La principal ventaja que para la burguesía tiene el camino electoral consiste en que es la mejor manera que se ha inventado para darle a las clases explotadas, dominadas, la sensación de que ellas son las que mandan, las que gobiernan, las responsables de lo que se hace. «Que el gobierno emana de la soberanía popular». «Que el poder político radica en el pueblo» y que quienes realmente lo detentan son «delegados», «representantes» del pueblo. Que el Estado es de todos. Se disfraza entonces de «consenso», de cosa admitida, aceptada por todos, la dominación que de hecho ejerce una minoría, dueña siempre de la riqueza y la fuerza, que son el poder real, cuyo destino nunca entra en juego en las elecciones, que sólo se decide en las revoluciones. Así para crear en la mayoría explotada y dominada la sensación de que ella es la que realmente manda, se la «consulta» en las elecciones, ofreciéndole de «carnada», desde bancas hasta administración del gobierno, que eso sí debe administrarlo “como la gente”, para beneplácito de los poderosos.

--- Líneas registradas ---
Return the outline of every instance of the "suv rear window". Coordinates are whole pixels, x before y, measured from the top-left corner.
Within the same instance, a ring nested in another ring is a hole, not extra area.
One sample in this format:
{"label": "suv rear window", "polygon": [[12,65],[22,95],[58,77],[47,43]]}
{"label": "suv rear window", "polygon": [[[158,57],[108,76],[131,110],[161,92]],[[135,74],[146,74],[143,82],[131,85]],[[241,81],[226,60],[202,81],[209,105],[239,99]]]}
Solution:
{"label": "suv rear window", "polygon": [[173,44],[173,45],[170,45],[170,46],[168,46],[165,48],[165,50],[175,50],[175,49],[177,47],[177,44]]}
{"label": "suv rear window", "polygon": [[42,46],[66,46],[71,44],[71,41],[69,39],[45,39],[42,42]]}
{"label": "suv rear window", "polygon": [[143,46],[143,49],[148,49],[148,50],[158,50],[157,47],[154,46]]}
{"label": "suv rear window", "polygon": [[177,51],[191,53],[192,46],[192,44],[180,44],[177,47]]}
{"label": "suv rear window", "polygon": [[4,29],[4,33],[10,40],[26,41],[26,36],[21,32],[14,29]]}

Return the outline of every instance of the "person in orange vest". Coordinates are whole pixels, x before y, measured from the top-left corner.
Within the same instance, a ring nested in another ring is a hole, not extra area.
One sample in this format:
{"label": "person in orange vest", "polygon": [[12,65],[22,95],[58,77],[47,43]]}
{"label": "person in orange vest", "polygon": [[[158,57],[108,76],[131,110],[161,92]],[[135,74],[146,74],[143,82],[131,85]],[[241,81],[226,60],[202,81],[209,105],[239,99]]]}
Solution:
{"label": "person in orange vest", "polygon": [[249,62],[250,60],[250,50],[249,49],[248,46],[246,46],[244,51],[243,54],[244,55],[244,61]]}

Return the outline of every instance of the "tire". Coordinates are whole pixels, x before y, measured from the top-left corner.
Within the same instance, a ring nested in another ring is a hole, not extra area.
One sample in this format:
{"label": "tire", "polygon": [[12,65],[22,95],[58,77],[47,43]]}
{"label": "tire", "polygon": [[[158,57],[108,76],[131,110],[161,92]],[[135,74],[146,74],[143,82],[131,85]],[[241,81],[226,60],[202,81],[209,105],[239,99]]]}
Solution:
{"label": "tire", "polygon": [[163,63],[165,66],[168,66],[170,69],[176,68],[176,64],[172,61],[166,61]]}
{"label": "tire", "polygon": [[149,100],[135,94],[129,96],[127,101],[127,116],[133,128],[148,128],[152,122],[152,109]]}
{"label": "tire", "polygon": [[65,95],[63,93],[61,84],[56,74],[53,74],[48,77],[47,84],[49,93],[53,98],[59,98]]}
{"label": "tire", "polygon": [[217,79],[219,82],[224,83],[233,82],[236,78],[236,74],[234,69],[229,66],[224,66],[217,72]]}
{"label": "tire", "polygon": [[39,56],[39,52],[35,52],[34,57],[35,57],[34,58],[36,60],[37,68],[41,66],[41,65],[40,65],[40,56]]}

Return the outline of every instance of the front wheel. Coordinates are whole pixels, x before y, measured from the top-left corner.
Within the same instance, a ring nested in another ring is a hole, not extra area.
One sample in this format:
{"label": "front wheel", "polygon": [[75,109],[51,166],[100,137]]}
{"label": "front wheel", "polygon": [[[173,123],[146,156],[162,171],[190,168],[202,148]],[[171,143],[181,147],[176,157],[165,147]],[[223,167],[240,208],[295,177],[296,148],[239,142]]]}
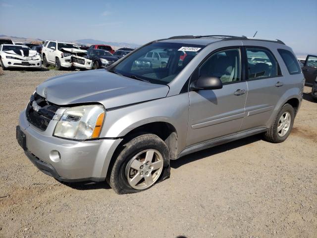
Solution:
{"label": "front wheel", "polygon": [[166,144],[153,134],[132,139],[123,146],[107,179],[118,194],[147,189],[159,178],[169,163]]}
{"label": "front wheel", "polygon": [[288,104],[280,110],[274,121],[264,134],[265,138],[271,142],[280,143],[288,137],[295,119],[294,108]]}
{"label": "front wheel", "polygon": [[43,65],[47,68],[49,66],[48,60],[46,59],[46,56],[45,56],[45,55],[43,56]]}
{"label": "front wheel", "polygon": [[1,63],[1,67],[3,70],[6,70],[6,68],[3,64],[3,62],[2,61],[2,60],[0,59],[0,62]]}
{"label": "front wheel", "polygon": [[99,68],[99,62],[98,61],[95,61],[94,62],[94,65],[93,65],[93,68],[94,69],[98,69]]}
{"label": "front wheel", "polygon": [[61,66],[60,66],[60,61],[59,59],[57,58],[55,60],[55,67],[56,70],[60,70],[61,69]]}

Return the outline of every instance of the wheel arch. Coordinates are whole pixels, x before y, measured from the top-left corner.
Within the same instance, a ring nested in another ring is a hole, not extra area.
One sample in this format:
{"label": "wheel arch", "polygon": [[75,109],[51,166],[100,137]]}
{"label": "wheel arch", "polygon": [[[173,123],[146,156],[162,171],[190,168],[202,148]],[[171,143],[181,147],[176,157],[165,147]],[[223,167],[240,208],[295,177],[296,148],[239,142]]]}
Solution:
{"label": "wheel arch", "polygon": [[[111,170],[114,162],[123,146],[128,142],[138,135],[143,134],[154,134],[161,138],[166,144],[169,152],[170,159],[176,159],[177,158],[177,134],[176,128],[171,123],[165,121],[154,121],[146,123],[134,128],[123,136],[123,139],[118,145],[114,150],[108,166],[106,177],[108,181]],[[168,160],[169,161],[169,160]],[[168,164],[168,168],[169,164]],[[169,170],[168,174],[169,174]]]}
{"label": "wheel arch", "polygon": [[282,96],[276,105],[274,111],[271,115],[271,117],[268,121],[267,127],[270,126],[280,109],[286,104],[291,105],[294,110],[295,115],[298,111],[302,102],[302,98],[300,96],[301,91],[300,88],[293,88],[287,90]]}

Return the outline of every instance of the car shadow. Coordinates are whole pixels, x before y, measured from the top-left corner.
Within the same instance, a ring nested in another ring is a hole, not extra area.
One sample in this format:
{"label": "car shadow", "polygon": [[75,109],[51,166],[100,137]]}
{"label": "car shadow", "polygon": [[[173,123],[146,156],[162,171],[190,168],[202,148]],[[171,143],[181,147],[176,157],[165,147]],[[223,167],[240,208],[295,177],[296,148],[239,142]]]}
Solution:
{"label": "car shadow", "polygon": [[[230,150],[240,146],[243,146],[261,140],[263,136],[261,134],[255,135],[190,154],[178,160],[171,160],[170,161],[170,167],[173,169],[178,169],[186,164],[189,164],[196,160],[214,155],[224,151]],[[62,182],[62,183],[76,190],[109,189],[111,188],[111,187],[106,181],[98,182],[92,181],[76,182]]]}
{"label": "car shadow", "polygon": [[308,101],[309,102],[311,102],[312,103],[315,103],[316,102],[314,100],[313,97],[312,97],[311,93],[303,93],[303,99]]}
{"label": "car shadow", "polygon": [[63,182],[69,187],[76,190],[96,190],[96,189],[109,189],[111,187],[106,182]]}
{"label": "car shadow", "polygon": [[178,169],[184,165],[196,160],[261,140],[263,138],[263,136],[261,134],[259,134],[190,154],[177,160],[171,160],[170,161],[170,167],[173,169]]}

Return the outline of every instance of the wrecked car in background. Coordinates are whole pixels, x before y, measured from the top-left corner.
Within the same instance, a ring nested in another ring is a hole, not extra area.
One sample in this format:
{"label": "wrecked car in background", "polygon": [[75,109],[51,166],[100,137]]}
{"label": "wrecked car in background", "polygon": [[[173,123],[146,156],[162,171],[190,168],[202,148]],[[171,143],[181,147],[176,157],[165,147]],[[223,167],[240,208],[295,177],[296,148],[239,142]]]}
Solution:
{"label": "wrecked car in background", "polygon": [[88,58],[87,51],[81,50],[75,44],[46,41],[42,51],[43,64],[55,65],[58,70],[63,67],[91,69],[92,61]]}
{"label": "wrecked car in background", "polygon": [[93,60],[94,69],[105,68],[119,60],[118,57],[105,50],[90,49],[87,51],[89,59]]}
{"label": "wrecked car in background", "polygon": [[36,51],[25,46],[4,44],[0,46],[0,62],[3,70],[22,67],[40,69],[42,61]]}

--- Objetivo ---
Prolonga el texto sobre el camino electoral de la burguesía a partir del punto en que termina. Las líneas son material aparte, sin relación con el texto.

--- Resultado del ejercicio ---
Pero además las elecciones cumplen otro papel. Al tiempo que ofician como gran operación de mistificación del poder burgués, como cobertura de la real situación de dominación burguesa, constituyen uno de los mecanismos a través del cual los distintos sectores burgueses ventilan sus contradicciones, uno de los terrenos donde confrontan sus fuerzas. Por eso la «democracia» se hace tanto más factible cuanto más desarrollado está  el sistema. Porque se hace necesaria una forma falsa y desviada de «participación popular», una forma de extraviar y expropiar la soberanía popular. Esa soberanía popular que la burguesía instrumentó conceptualmente, e impulsó, cuando luchaba contra los viejos dominadores del mundo feudal pre-capitalista. Y luego pervirtió cuando ella llegó a ser clase dominante fundamental.

Las elecciones, la «democracia» también son útiles para el sistema, porque se hace necesario un campo a nivel político donde dirimir, conciliar, resolver las diferencias de intereses, entre los distintos sectores burgueses. Y la institución más adecuada fue para ello el parlamento, últimamente variados centros de poder.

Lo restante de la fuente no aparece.